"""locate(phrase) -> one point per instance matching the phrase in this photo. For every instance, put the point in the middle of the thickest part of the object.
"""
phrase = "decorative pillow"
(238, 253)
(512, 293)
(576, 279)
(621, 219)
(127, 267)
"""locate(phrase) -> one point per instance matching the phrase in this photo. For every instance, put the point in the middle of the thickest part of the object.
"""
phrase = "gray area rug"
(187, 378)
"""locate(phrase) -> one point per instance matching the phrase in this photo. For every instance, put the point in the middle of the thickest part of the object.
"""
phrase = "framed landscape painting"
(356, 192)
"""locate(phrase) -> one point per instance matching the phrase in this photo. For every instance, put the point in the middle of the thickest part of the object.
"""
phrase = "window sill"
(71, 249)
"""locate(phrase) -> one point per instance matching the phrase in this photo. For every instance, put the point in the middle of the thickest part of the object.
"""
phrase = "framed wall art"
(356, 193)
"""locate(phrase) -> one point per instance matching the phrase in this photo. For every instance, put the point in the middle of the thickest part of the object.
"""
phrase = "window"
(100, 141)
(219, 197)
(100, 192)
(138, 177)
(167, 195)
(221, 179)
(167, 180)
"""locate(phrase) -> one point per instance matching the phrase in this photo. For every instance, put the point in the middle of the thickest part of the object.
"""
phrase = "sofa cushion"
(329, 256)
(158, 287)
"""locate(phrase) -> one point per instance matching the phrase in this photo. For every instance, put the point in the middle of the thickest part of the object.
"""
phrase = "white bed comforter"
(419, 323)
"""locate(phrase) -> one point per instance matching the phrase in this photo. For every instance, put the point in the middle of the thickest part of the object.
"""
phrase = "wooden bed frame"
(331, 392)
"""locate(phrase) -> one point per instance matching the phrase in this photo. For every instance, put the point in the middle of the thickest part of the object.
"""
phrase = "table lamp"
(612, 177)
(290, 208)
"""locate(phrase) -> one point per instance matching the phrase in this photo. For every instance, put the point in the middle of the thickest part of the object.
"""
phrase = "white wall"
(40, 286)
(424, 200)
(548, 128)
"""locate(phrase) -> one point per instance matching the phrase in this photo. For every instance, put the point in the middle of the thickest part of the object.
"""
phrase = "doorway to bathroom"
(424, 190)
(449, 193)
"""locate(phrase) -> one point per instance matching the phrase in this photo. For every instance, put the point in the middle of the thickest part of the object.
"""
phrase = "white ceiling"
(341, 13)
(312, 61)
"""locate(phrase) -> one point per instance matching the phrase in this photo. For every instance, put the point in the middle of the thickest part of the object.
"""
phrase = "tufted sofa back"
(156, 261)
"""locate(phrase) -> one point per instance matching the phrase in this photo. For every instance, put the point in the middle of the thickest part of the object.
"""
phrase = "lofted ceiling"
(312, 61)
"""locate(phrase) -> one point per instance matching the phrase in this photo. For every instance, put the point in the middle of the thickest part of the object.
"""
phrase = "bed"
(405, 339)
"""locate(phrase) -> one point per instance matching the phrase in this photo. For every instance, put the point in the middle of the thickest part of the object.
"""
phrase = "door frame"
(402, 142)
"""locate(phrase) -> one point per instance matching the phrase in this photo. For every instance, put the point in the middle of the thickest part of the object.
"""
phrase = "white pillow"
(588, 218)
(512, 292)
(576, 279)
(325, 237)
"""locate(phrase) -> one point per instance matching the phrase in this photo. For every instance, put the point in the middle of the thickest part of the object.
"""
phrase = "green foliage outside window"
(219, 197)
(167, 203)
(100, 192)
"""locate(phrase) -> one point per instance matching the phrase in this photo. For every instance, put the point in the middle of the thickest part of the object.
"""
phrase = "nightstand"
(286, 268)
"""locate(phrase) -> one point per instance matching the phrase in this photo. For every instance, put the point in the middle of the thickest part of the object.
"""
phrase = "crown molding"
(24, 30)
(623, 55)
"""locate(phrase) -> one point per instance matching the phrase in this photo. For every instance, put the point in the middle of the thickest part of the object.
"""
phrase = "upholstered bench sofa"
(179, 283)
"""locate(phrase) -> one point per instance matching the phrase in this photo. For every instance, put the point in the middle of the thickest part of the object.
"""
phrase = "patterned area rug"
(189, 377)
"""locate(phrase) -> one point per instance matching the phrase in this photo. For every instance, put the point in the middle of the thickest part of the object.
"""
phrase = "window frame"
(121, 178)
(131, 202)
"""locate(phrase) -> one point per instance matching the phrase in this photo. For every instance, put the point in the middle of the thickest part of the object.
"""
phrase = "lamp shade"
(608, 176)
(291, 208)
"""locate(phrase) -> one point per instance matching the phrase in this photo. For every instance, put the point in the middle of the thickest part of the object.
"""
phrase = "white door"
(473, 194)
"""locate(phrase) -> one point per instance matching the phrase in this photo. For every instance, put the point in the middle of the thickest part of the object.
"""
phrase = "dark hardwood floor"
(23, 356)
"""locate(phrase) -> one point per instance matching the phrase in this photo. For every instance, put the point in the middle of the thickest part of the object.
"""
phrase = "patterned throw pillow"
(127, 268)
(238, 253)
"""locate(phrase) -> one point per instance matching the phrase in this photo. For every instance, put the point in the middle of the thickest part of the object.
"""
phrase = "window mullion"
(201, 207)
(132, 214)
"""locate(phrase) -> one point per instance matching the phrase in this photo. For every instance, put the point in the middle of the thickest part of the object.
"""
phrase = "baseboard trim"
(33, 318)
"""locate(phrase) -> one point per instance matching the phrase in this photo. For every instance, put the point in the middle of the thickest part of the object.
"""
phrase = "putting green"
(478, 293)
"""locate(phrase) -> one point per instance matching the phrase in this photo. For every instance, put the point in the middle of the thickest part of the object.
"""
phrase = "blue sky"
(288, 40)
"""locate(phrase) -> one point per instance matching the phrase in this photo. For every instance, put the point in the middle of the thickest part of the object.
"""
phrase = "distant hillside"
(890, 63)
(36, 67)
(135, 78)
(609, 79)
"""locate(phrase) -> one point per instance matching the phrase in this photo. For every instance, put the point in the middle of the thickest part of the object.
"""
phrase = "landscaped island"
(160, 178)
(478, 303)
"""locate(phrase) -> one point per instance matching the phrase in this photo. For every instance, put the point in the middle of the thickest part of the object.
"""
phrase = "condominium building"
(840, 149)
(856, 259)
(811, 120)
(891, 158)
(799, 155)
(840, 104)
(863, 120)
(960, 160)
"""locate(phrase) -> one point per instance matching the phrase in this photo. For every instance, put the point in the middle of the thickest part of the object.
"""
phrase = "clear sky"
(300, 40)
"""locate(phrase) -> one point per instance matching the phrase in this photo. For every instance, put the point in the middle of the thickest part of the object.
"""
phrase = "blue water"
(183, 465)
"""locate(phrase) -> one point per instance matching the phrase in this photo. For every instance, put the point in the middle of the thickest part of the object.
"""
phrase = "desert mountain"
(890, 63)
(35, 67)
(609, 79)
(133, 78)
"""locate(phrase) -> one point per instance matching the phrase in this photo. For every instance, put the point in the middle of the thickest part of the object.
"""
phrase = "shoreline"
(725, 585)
● ● ● ● ●
What the task asks – From the first line through the last, give the data above again exactly.

Solution for this task –
"""locate(phrase) -> one point per instance matching the phrase in this photo. For every instance, put the point in the middle of the thickest part of the object.
"""
phrase = "decorative pillow"
(238, 253)
(512, 293)
(576, 279)
(621, 219)
(127, 267)
"""locate(phrase) -> one point per instance matching the phrase in this photo. For every instance, put the point in the middle of the thickest part of the object.
"""
phrase = "gray area rug"
(187, 378)
"""locate(phrase) -> one point per instance matching the phrase in this photo. For every instance, put the point in the middle of the thickest part of the object.
"""
phrase = "framed landscape painting"
(356, 192)
"""locate(phrase) -> one point per instance matching the phrase in this photo. For every instance, put the point in the middle of the thickest part of the object.
"""
phrase = "window sill"
(71, 249)
"""locate(phrase) -> one point per instance matching the phrase in this photo. For every instance, put the point in the middle of the thickest part of the object.
"""
phrase = "framed wall art"
(356, 193)
"""locate(phrase) -> one point per instance matching the phrase in this photo. For every instance, put the point in the middle of the thickest part of the object.
"""
phrase = "window"
(100, 141)
(219, 197)
(100, 192)
(138, 177)
(167, 195)
(221, 179)
(167, 180)
"""locate(phrase) -> one point per instance matching the phrase in this photo. For every instance, put the point in the middle of the thickest part of the object.
"""
phrase = "sofa cushion"
(329, 256)
(158, 287)
"""locate(phrase) -> one point per instance matching the phrase in this photo. For every instance, put the point in the middle of the thickest part of the object.
"""
phrase = "white bed comforter"
(419, 323)
"""locate(phrase) -> one point per instance matching the phrase in this photo. For every instance, put the point in the middle of the thickest part of the object.
"""
phrase = "wooden bed frame"
(331, 392)
"""locate(phrase) -> one point per instance matching the phrase in this photo. For every instance, put the point in the middle of the thickest part of the object.
"""
phrase = "table lamp"
(612, 177)
(290, 208)
"""locate(phrase) -> one point per instance matching the phrase in this photo. For every instance, put the point in the middle of the thickest part of the object.
"""
phrase = "white wall"
(40, 286)
(424, 200)
(548, 128)
"""locate(phrase) -> one point per instance matching the phrase in this photo. For every instance, put the point in the middle of the thickest part of the object.
"""
phrase = "doorway to bathroom"
(424, 190)
(449, 193)
"""locate(phrase) -> one point per instance matching the phrase in this photo. For every instance, put the point in the middle of the thickest part of the object.
"""
phrase = "white ceiling"
(341, 13)
(312, 61)
"""locate(phrase) -> one point per instance matching the phrase in this photo. For every instance, put the point in the middle of the thickest part of the object.
"""
phrase = "tufted sofa back"
(156, 261)
"""locate(phrase) -> one point per instance matching the phrase in this photo. For every instance, put the point in the middle of the thickest part of the object.
"""
phrase = "lofted ceiling"
(312, 61)
"""locate(phrase) -> one point per instance matching the phrase in this photo. For every instance, put the point in the middle of the thickest part of the object.
"""
phrase = "bed"
(405, 339)
"""locate(phrase) -> one point per instance matching the phrase in this photo. For every instance, put the point in the middle of the thickest part of the object.
"""
phrase = "door frame"
(402, 142)
"""locate(phrase) -> one point per instance matching the phrase in this photo. For every instance, put the point in the middle of the thickest part of the object.
"""
phrase = "white pillow"
(588, 218)
(512, 292)
(576, 279)
(325, 237)
"""locate(phrase) -> one point per instance matching the phrase in this photo. For every instance, put the point in the middle of the thickest part of the object.
"""
phrase = "green foliage outside window"
(219, 197)
(167, 203)
(100, 192)
"""locate(phrase) -> one point per instance matching the phrase in this photo. For every instance, put the point in the middle of the thickest part of the object.
"""
phrase = "nightstand"
(286, 268)
"""locate(phrase) -> one point per instance matching the phrase in this photo. For every instance, put the point in the middle of the thickest part of the object.
"""
phrase = "crown molding"
(24, 30)
(623, 55)
"""locate(phrase) -> one point per instance matching the phrase in this photo. For every instance, put the point in the middle of the thickest part of the object.
"""
phrase = "upholstered bench sofa"
(179, 283)
"""locate(phrase) -> one point per instance matching the phrase in this photo. For every instance, put the point in the middle of the thickest part of the object.
"""
phrase = "patterned area rug"
(189, 377)
"""locate(phrase) -> one point per instance matching the phrase in this photo. For every instance, put the point in the middle of the thickest part of the object.
"""
phrase = "window frame"
(121, 178)
(131, 202)
"""locate(phrase) -> one point per instance matching the phrase in this photo. For every instance, put the point in the middle of the thickest part of the object.
"""
phrase = "lamp shade"
(608, 176)
(291, 208)
"""locate(phrase) -> one point per instance matching the phrase in this photo. For every instance, put the point in the middle of the thickest part of the object.
"""
phrase = "white door"
(473, 194)
"""locate(phrase) -> one point per instance matching the phrase in this photo. For every instance, put the point in the middle of the thickest part of the object.
"""
phrase = "dark hardwood floor"
(23, 356)
"""locate(phrase) -> one point per instance matching the phrase in this photo. For every instance, put the point in the middle of the thickest part of the object.
"""
phrase = "patterned throw pillow"
(127, 268)
(238, 253)
"""locate(phrase) -> one point per instance matching the phrase in this photo. For every instance, put the point in the middle of the thickest part of the object.
"""
phrase = "window mullion"
(201, 207)
(132, 214)
"""locate(phrase) -> one point per instance matching the phrase in this photo. For every instance, put the point in the middle of the thickest part of the object.
"""
phrase = "baseboard trim"
(33, 318)
"""locate(phrase) -> one point per instance matching the phrase in this photo. For every instance, put the point in the middle of the thickest part of the object.
"""
phrase = "putting green"
(478, 293)
"""locate(phrase) -> one point per instance matching the phrase in this photo. For every instance, put the point in the middle of the thickest part of the object.
"""
phrase = "blue sky"
(288, 40)
"""locate(phrase) -> one point per instance matching the phrase in this photo. For every instance, put the point in the middle of the thickest part of the object.
"""
phrase = "distant hillside"
(890, 63)
(36, 67)
(135, 78)
(609, 79)
"""locate(phrase) -> one point per instance matching the phrase in this photo. For every instance, put the point in the middle of the thickest part of the object.
"""
phrase = "landscaped island"
(160, 178)
(478, 303)
"""locate(phrase) -> one point per instance matching the phrase in this photo. For every instance, put the point in the middle of the thickest part of the object.
"""
phrase = "condominium building"
(840, 149)
(856, 259)
(811, 120)
(891, 158)
(799, 155)
(840, 104)
(863, 120)
(960, 160)
"""locate(phrase) -> one point per instance matching the phrase in this photo. For every instance, put the point in the middle of the thickest part of the object.
"""
phrase = "clear sky"
(300, 40)
"""locate(phrase) -> one point per instance matching the phrase in this photo. For every instance, put the point in the middle of the thickest part of the object.
"""
phrase = "blue water"
(183, 465)
"""locate(phrase) -> one point per instance matching the phrase in this photo. For every instance, put the point in the middle of the thickest part of the object.
"""
phrase = "desert mountain"
(890, 63)
(35, 67)
(609, 79)
(133, 78)
"""locate(phrase) -> one point per instance matching the phrase in this photo. For every instance, put the point in the middle of the thickest part of the object.
"""
phrase = "shoreline"
(725, 585)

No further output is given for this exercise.